**Testo di lettura:**

In questi ultimi anni l’approccio terapeutico dell’artrite reumatoide è cambiato radicalmente.
In passato l’infiammazione veniva trattata in maniera progressiva, ricorrendo a farmaci via via più forti in caso di peggioramento dei sintomi. Ora invece è possibile intervenire in maniera mirata ed efficace fin dalle fasi più precoci. In Italia l’artrite reumatoide colpisce all’incirca una persona su cento. Solitamente colpisce principalmente le donne si un’età compresa fra i 30 e i 60 anni. Il primo campanello d’allarme è l’improvvisa rigidità delle articolazioni soprattutto al risveglio. A questo disturbo si possono poi aggiungere altri due sintomi come il dolore e il gonfiore.

**Dati:**
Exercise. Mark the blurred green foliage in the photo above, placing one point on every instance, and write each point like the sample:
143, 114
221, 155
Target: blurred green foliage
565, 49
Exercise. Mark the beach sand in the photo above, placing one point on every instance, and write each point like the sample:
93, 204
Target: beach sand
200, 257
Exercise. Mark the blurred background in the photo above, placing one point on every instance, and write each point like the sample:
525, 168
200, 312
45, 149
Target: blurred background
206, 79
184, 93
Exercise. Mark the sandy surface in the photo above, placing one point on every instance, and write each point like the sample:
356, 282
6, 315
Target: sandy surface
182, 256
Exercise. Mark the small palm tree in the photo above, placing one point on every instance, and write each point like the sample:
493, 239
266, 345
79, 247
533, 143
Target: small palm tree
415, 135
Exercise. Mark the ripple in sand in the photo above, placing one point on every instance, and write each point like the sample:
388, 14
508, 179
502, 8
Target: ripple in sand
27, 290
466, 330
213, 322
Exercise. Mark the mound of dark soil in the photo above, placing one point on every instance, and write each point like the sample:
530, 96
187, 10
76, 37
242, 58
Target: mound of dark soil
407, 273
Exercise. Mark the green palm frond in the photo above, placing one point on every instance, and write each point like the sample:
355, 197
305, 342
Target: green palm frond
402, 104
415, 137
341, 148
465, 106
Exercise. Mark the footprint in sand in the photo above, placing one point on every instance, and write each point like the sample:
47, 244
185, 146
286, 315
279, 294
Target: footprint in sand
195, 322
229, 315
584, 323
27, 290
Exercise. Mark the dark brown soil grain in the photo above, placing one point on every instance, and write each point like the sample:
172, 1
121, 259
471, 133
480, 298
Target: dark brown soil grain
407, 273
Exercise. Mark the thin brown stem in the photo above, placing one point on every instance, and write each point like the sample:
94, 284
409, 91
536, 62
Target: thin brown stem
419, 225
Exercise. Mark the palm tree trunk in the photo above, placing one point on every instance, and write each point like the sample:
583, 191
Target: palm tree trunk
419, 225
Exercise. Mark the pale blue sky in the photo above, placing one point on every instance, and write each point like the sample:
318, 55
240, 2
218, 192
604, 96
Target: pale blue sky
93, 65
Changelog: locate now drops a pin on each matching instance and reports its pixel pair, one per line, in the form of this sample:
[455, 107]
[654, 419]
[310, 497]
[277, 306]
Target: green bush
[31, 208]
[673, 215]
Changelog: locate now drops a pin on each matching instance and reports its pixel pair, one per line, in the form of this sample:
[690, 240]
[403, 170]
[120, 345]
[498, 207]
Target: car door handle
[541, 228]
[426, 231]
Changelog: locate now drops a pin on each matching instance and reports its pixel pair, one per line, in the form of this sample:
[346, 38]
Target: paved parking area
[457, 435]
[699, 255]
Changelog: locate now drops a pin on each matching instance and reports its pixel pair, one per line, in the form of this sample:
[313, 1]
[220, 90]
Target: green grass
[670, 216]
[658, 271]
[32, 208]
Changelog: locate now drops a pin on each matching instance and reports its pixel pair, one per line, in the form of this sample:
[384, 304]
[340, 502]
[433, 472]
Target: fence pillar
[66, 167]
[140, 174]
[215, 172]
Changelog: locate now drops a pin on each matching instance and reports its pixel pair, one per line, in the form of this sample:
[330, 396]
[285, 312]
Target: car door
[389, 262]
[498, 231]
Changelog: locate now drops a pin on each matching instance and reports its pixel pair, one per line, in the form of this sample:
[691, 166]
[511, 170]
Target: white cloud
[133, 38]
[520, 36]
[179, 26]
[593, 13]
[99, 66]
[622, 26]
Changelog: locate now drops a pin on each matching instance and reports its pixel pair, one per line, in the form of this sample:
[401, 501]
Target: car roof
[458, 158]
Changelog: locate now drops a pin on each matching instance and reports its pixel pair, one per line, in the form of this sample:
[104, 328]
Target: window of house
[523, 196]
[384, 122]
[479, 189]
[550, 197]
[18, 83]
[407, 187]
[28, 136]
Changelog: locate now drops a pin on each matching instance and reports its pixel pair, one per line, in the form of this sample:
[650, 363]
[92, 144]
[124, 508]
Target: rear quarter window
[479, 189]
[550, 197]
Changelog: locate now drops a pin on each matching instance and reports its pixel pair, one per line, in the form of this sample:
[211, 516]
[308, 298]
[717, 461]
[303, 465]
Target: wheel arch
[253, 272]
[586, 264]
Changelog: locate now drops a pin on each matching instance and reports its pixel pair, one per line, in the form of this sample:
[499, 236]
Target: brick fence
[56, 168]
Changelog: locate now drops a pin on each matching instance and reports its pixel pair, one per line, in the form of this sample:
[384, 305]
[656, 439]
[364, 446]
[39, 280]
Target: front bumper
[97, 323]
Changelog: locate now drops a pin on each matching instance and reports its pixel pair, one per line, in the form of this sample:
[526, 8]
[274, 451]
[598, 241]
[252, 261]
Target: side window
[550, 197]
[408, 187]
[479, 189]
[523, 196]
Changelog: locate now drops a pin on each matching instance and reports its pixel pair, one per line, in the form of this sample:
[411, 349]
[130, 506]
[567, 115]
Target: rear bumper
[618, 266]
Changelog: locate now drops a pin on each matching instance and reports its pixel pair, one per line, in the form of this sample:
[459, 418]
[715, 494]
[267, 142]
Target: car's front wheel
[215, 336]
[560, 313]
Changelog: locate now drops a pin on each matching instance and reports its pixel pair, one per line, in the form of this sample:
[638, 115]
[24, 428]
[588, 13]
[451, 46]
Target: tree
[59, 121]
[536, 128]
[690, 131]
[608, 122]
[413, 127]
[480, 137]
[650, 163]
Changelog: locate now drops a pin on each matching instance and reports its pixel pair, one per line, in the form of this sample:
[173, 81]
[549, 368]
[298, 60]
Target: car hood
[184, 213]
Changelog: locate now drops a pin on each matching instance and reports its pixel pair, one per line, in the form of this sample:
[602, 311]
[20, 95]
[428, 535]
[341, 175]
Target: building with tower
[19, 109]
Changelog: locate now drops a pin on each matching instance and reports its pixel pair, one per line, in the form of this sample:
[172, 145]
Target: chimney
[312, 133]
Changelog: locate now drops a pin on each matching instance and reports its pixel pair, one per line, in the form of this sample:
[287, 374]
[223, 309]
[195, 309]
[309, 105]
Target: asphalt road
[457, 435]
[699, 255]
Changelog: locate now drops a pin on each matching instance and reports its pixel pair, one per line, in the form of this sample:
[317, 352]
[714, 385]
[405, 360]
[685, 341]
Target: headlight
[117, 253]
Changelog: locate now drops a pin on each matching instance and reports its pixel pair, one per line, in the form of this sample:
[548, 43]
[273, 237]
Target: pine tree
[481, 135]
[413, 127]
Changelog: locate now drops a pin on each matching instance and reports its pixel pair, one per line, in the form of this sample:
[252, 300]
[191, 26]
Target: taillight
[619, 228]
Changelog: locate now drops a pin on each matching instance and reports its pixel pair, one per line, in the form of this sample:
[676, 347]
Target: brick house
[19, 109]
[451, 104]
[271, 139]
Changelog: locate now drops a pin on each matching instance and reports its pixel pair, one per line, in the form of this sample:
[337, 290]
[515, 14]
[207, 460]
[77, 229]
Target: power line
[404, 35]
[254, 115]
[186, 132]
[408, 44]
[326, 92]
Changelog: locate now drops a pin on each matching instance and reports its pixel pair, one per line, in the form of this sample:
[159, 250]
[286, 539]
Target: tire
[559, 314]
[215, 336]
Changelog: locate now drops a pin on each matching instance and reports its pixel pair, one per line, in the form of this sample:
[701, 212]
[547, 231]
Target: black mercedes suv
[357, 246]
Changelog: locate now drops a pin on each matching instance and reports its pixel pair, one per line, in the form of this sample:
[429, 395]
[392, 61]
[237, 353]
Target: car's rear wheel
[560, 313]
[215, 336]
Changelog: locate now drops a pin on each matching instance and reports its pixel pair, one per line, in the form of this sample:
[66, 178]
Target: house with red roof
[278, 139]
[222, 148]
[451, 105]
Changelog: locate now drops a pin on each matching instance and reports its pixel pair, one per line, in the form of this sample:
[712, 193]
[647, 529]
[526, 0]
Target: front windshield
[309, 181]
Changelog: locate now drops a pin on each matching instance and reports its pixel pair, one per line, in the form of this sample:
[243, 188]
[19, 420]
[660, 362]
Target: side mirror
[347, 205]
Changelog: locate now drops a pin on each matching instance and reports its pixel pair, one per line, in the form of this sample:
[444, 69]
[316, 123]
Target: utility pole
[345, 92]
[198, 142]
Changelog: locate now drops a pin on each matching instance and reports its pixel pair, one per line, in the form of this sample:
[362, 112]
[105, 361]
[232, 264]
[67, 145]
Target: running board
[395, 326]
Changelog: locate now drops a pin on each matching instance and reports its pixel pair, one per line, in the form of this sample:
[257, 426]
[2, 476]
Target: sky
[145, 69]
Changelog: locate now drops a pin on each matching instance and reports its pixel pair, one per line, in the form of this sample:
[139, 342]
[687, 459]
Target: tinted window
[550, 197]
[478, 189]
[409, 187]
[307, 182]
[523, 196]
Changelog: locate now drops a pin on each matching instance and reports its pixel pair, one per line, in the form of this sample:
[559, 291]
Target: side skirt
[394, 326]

**Quesiti da risolvere:**
A – Riproduca fedelmente, dal testo sull'artrite reumatoide, tutto ciò che va da "In passato l’infiammazione" giù fino a "e il gonfiore.".
B – Secondo il testo sull'artrite reumatoide, qual è il primo campanello d'allarme della malattia?

**Risultati in ordine:**
A –
In passato l’infiammazione veniva trattata in maniera progressiva, ricorrendo a farmaci via via più forti in caso di peggioramento dei sintomi. Ora invece è possibile intervenire in maniera mirata ed efficace fin dalle fasi più precoci. In Italia l’artrite reumatoide colpisce all’incirca una persona su cento. Solitamente colpisce principalmente le donne si un’età compresa fra i 30 e i 60 anni. Il primo campanello d’allarme è l’improvvisa rigidità delle articolazioni soprattutto al risveglio. A questo disturbo si possono poi aggiungere altri due sintomi come il dolore e il gonfiore.

B – L'improvvisa rigidità delle articolazioni, soprattutto al risveglio.